Exercise requirements:
Which lines in the records below contain the word "image"? Identify each one and copy it out in full.

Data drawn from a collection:
============================================================

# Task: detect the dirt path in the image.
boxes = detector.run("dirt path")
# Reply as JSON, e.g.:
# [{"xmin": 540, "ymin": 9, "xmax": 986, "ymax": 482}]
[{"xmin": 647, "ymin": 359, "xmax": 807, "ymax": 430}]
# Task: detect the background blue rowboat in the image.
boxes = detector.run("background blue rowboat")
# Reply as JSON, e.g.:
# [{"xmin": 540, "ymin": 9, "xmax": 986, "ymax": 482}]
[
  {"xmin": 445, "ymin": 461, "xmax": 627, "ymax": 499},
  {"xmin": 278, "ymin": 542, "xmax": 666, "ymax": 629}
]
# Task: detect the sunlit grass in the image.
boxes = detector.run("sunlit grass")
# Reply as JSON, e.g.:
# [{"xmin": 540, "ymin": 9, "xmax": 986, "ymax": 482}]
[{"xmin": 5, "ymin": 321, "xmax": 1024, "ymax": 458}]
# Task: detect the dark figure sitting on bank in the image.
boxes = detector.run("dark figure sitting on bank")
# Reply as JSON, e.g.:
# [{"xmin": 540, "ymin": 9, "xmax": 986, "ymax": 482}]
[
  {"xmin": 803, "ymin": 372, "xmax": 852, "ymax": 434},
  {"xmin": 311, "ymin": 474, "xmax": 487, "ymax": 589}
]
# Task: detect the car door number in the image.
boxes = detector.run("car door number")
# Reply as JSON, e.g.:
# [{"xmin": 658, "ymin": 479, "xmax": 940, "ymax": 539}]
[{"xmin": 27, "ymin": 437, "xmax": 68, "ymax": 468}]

============================================================

Task result:
# Task: detect the dirt path in the image.
# Task: detect the background blue rowboat in the image.
# Task: detect the sunlit grass in the image.
# Task: detect the dark figure sitting on bank in the image.
# Task: detect the car door number in the image.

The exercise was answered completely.